(Pointing dataset records)
• • •
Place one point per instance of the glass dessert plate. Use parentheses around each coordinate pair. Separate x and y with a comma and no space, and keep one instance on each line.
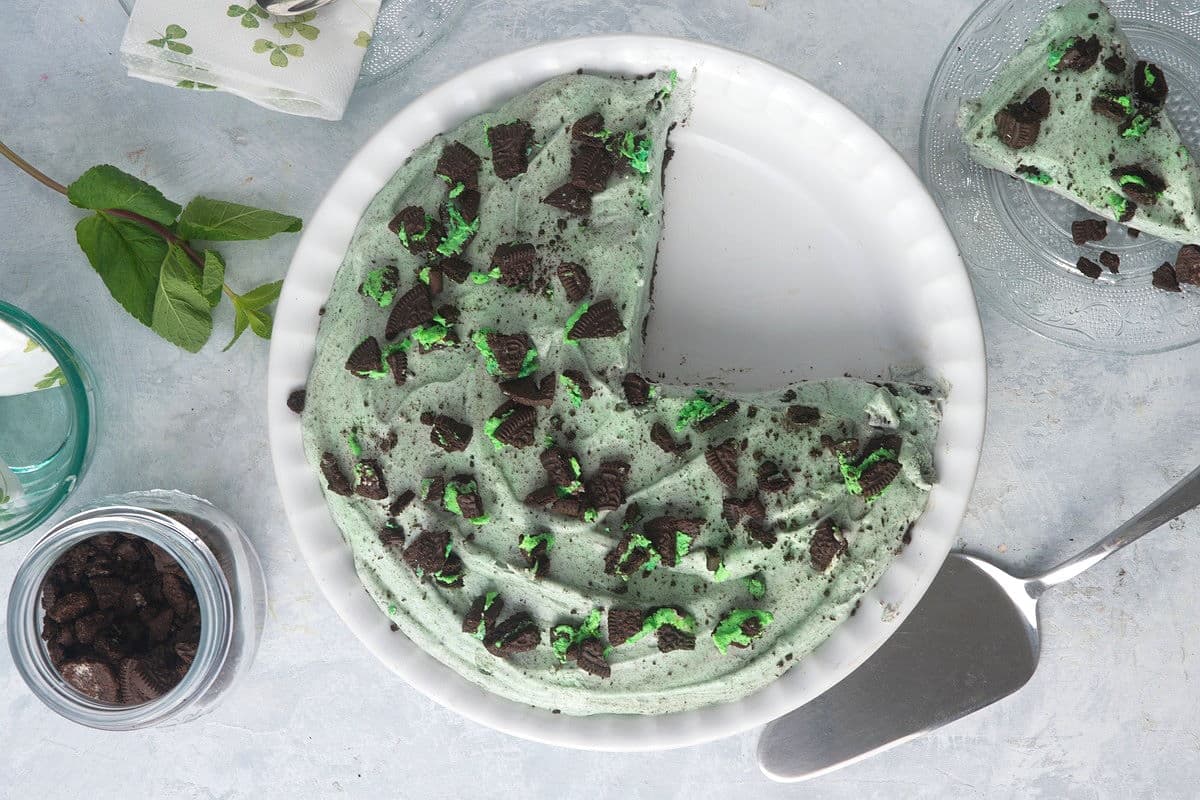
(898,296)
(1014,236)
(403,30)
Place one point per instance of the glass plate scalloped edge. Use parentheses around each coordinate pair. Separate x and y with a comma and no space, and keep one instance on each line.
(1015,238)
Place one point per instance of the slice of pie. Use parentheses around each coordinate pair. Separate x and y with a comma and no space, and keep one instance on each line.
(1078,113)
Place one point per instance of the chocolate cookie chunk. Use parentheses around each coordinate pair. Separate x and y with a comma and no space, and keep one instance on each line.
(335,479)
(1087,230)
(515,263)
(723,459)
(592,167)
(575,280)
(528,391)
(637,390)
(624,624)
(1150,83)
(118,612)
(297,401)
(517,633)
(510,148)
(369,480)
(447,432)
(1089,268)
(366,359)
(1164,278)
(827,545)
(607,487)
(517,425)
(599,320)
(1018,126)
(1187,264)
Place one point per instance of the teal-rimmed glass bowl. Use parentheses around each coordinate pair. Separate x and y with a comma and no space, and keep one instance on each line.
(47,421)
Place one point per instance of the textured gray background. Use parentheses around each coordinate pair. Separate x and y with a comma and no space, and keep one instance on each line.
(1075,444)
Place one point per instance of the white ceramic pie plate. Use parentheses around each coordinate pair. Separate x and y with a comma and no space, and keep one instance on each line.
(797,244)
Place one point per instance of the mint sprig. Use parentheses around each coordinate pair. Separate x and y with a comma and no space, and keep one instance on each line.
(141,245)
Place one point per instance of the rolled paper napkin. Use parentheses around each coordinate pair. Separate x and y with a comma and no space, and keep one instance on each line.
(304,65)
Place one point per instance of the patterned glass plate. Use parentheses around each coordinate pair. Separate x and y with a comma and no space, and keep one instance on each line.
(403,30)
(1015,238)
• • •
• **Task statement**
Ignore the images and quote every line of the listing exactly.

• **Solution to the problem**
Place one point per instance of the glass dessert plate. Use parentheses around each coordinate pair. Separate x and y with a comma and no space, and keep one instance on each line.
(898,296)
(1014,236)
(403,30)
Place one point per instance of the glass plate scalloped edge. Use parentheses around each coordinate pair. Separate x and y with a comma and no space, and keep one instance on each line.
(1015,238)
Place one point per instance of the slice of pie. Use parentheses around each coordinate pair. Separate x and y with a comma and no space, and keep one instance on each line.
(1078,113)
Place one point per instance of the chocolate cookie chunk. Use parentheses around each coordinate pair. Separate x and y with a comma and no space, and keep one instance on each line.
(335,479)
(1087,230)
(515,263)
(723,459)
(592,167)
(575,280)
(528,391)
(637,390)
(624,624)
(1150,83)
(118,612)
(297,401)
(517,633)
(510,148)
(369,480)
(447,432)
(1089,268)
(366,359)
(1164,278)
(827,545)
(607,487)
(517,425)
(599,320)
(1018,126)
(1187,264)
Place one point per instance of the teal-rimmed glass bowl. Use parentheses around each coordinate pair. Separate x and y with a comma and no space, and keep one instance on each line.
(47,421)
Place one point per instance of the textured gray background. Use parentheses around each coordinate pair. Separate x and y with a comma and no space, and keep one instance on each line.
(1075,444)
Place one point per instance of the white ceramic pie plate. Use parentheses around each coordinate pair. Separate x and y with a comma and no space, and keep one instance on each line.
(797,244)
Place one point per instance of the mint sprig. Use parentheses around each coordinate pair. Separate x and y with a comma and no space, and keep one instance on each line.
(141,245)
Place one point per instance of the rolled paper napkin. Use parentheses around each coordinate pair. Separate x and y with a comma and no space, and keep one instance on each line.
(304,65)
Place one point per instance of the patterned glass plate. Use parentheses around each coordinate pair. Separate x and y with a comma and no space, and keep one instance on each line.
(403,30)
(1015,238)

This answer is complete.